SET OF TASKS:
• 1. Edit the laptop review: write out the stretch from "As is becoming" through "excessive fan noise.", replacing "Balanced" with "Quiet".
• 2. Show every line of the rows that contains the string "field".

PASSAGE TO READ:

————————

Graphics performance was even more impressive, with the Evo 14 hitting an average of 60fps in the 1080p Metro: Last Light test and performing equally well in the usual GFXBench tests. This is a graphic demonstration – quite literally – of how far Intel’s Iris Xe Graphics G7 has moved the iGPU game forward. Despite this being no gaming machine it still managed to hit almost 60fps running Doom at 720p, which after all is the best you’re going to see on a 60Hz screen, no matter how powerful the GPU.
The standard Expert Reviews battery rundown video test drained the Evo 14’s 52Wh battery in 11hrs 5mins, which is expected of a Core i7 laptop, though again 14-inch notebooks powered by AMD and Apple processors can do better.
As is becoming more common, the Evo 14 has a control panel that lets you manually adjust system performance parameters. The MSI Centre lets you choose between four self-explanatory settings called Balanced, Performance, Silent and Super Battery. For the record, I ran all the bench tests in Performance mode and the battery duration test in Balanced. Even when running hard in Performance mode there were no issues with heat management or excessive fan noise.

————————

Location identification items:
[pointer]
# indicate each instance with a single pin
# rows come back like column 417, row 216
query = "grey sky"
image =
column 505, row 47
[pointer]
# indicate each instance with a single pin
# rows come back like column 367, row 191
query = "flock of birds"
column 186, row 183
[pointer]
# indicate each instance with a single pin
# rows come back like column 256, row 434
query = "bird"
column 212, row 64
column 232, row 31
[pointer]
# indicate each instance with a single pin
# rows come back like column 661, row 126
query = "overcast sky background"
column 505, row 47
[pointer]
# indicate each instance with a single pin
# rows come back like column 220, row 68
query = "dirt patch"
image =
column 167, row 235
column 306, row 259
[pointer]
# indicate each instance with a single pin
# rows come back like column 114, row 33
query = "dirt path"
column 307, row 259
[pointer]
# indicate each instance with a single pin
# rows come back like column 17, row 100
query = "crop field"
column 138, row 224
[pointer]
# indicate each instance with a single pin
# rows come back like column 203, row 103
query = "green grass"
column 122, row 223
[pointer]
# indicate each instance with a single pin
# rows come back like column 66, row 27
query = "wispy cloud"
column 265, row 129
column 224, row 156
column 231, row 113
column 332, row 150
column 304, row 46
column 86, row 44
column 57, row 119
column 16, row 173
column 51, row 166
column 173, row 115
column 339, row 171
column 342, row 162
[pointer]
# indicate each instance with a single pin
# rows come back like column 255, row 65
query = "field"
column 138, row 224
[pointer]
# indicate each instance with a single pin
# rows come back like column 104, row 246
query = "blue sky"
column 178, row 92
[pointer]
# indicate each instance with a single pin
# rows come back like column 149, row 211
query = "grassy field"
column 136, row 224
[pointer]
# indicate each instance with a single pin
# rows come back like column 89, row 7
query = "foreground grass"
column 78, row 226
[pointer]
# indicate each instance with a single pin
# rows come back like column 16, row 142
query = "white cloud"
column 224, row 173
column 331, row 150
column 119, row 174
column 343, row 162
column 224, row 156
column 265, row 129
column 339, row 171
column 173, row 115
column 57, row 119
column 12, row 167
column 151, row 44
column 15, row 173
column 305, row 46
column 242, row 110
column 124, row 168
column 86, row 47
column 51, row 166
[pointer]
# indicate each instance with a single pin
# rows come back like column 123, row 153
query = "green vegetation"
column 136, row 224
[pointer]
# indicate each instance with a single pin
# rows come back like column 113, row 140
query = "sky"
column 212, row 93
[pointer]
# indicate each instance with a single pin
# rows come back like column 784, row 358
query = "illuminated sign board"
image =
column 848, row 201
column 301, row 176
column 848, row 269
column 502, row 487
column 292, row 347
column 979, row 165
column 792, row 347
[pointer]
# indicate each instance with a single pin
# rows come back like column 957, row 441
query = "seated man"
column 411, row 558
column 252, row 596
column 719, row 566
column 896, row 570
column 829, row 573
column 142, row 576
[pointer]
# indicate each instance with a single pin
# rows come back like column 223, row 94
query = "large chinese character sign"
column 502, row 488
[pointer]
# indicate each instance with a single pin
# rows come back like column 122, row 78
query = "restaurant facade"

————————

TASK-BY-TASK ANSWERS:
• 1.
As is becoming more common, the Evo 14 has a control panel that lets you manually adjust system performance parameters. The MSI Centre lets you choose between four self-explanatory settings called Quiet, Performance, Silent and Super Battery. For the record, I ran all the bench tests in Performance mode and the battery duration test in Quiet. Even when running hard in Performance mode there were no issues with heat management or excessive fan noise.

• 2.
query = "crop field"
query = "field"
query = "grassy field"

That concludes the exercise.